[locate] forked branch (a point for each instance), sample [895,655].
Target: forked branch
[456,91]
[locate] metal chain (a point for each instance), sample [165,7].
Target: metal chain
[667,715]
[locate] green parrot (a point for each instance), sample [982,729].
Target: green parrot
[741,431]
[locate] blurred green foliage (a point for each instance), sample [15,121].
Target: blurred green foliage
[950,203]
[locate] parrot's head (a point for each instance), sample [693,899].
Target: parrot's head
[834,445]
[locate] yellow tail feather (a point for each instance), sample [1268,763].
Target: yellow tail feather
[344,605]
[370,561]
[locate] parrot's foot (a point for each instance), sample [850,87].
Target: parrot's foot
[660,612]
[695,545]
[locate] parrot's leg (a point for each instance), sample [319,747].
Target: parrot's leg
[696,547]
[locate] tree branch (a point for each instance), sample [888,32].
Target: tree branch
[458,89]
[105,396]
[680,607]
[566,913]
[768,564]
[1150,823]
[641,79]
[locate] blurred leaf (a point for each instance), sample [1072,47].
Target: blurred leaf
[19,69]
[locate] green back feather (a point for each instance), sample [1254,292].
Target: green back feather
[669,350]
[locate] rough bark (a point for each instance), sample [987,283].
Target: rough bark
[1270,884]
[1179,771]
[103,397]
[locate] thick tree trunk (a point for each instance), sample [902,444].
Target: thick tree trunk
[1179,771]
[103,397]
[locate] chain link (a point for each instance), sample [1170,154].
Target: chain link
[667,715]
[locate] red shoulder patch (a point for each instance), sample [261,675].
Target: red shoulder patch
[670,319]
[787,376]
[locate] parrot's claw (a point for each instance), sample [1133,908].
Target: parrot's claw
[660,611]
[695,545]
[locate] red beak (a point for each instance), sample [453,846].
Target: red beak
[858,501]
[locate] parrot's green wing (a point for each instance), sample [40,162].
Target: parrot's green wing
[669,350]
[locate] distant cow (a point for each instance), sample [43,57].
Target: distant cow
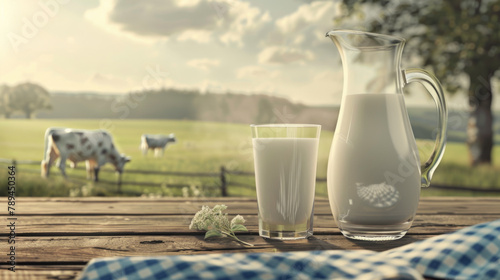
[157,143]
[95,147]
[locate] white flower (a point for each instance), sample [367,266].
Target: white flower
[237,220]
[216,223]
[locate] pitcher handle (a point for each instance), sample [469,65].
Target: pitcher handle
[431,83]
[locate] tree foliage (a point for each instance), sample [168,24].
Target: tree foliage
[452,37]
[457,39]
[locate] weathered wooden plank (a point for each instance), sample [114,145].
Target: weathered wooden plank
[80,249]
[88,207]
[129,225]
[42,272]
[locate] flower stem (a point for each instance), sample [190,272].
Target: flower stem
[232,235]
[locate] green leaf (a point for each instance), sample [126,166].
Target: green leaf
[213,233]
[238,227]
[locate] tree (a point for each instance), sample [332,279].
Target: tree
[456,38]
[4,101]
[28,98]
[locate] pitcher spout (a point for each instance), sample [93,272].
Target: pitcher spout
[371,62]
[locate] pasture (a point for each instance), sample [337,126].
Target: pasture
[202,147]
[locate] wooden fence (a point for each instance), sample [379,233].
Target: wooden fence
[222,176]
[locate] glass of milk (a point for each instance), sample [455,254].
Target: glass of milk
[285,159]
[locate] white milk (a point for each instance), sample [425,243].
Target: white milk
[374,168]
[285,175]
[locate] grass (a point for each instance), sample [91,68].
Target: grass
[200,147]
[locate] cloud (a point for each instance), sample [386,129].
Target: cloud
[203,64]
[307,25]
[108,82]
[254,71]
[284,55]
[197,20]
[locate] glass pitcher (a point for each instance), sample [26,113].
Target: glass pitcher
[374,173]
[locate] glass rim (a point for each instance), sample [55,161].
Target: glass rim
[284,125]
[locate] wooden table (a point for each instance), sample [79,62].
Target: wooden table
[56,237]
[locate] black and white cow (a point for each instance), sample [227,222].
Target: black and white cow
[95,147]
[157,143]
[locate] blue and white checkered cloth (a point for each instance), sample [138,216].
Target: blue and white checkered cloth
[470,253]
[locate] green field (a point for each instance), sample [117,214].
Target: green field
[200,147]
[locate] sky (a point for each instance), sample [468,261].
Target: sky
[119,46]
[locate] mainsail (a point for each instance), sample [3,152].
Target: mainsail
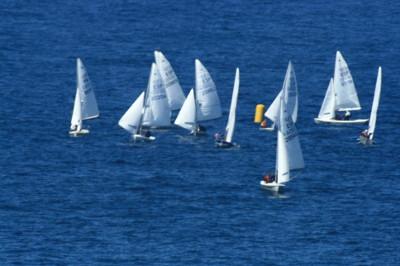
[375,104]
[87,97]
[131,120]
[230,127]
[171,83]
[187,115]
[345,90]
[207,100]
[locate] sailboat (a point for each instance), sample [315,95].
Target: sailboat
[201,104]
[226,142]
[289,84]
[341,96]
[149,110]
[367,136]
[85,104]
[170,81]
[289,155]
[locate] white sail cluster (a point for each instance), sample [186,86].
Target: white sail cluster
[154,107]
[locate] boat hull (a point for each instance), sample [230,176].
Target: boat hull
[365,141]
[267,128]
[224,144]
[340,122]
[81,132]
[138,138]
[275,187]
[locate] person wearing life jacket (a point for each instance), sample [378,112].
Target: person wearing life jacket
[365,134]
[264,123]
[200,129]
[347,115]
[269,178]
[218,137]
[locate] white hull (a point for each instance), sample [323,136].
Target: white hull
[365,141]
[225,145]
[138,137]
[340,122]
[267,128]
[82,132]
[271,186]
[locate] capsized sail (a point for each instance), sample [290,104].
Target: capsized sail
[76,119]
[345,90]
[170,81]
[89,104]
[375,104]
[230,127]
[207,100]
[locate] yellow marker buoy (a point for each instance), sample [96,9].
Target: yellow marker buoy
[259,114]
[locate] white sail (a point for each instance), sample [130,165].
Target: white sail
[272,112]
[187,115]
[157,111]
[291,97]
[345,90]
[282,163]
[230,127]
[328,105]
[131,120]
[290,85]
[375,104]
[171,83]
[76,119]
[207,100]
[289,132]
[88,99]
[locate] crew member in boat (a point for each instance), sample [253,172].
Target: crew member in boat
[219,137]
[146,134]
[365,134]
[346,116]
[264,123]
[269,178]
[200,129]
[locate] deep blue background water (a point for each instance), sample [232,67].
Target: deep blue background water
[102,200]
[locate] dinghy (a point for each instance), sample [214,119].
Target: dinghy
[85,104]
[341,96]
[150,109]
[202,103]
[289,155]
[289,84]
[366,137]
[226,142]
[170,81]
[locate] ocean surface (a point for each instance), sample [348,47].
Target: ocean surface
[103,200]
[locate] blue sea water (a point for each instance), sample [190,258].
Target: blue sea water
[100,200]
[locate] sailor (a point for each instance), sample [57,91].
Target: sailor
[269,178]
[264,123]
[347,115]
[200,129]
[365,134]
[147,134]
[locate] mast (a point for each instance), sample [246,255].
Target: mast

□ □ □ □ □ □ □

Begin with the line containing "Target: yellow marker buoy" and retype it and each line after it through the end of the records, keeping them exact and including nothing more.

> **Solved problem**
Target: yellow marker buoy
[259,114]
[locate] white sail (a point for each instance), sample [130,165].
Target: white sail
[272,112]
[187,115]
[157,111]
[291,97]
[345,90]
[282,163]
[230,127]
[328,105]
[131,120]
[290,85]
[375,104]
[171,83]
[76,119]
[207,100]
[289,132]
[88,99]
[locate] crew member in boat (a point for each instance), sample [253,172].
Target: crew member in boat
[219,137]
[146,134]
[365,134]
[346,116]
[264,123]
[269,178]
[200,129]
[locate] deep blue background water (a point for each instance), sample [232,67].
Target: deep blue background water
[102,200]
[locate] dinghy (a point for each instance), sample [214,119].
Target: dinghy
[85,104]
[341,96]
[150,109]
[202,103]
[289,155]
[289,84]
[366,137]
[226,142]
[170,81]
[locate] ocean surface (a point for each instance), sample [348,47].
Target: ocean surface
[103,200]
[locate] blue sea water (a point for each instance), sample [190,258].
Target: blue sea water
[100,200]
[locate] sailor (a point for each instance), sample [57,91].
Target: sailor
[269,178]
[264,123]
[347,115]
[200,129]
[365,134]
[147,134]
[locate] mast (a point for each instance), sample [246,255].
Target: mast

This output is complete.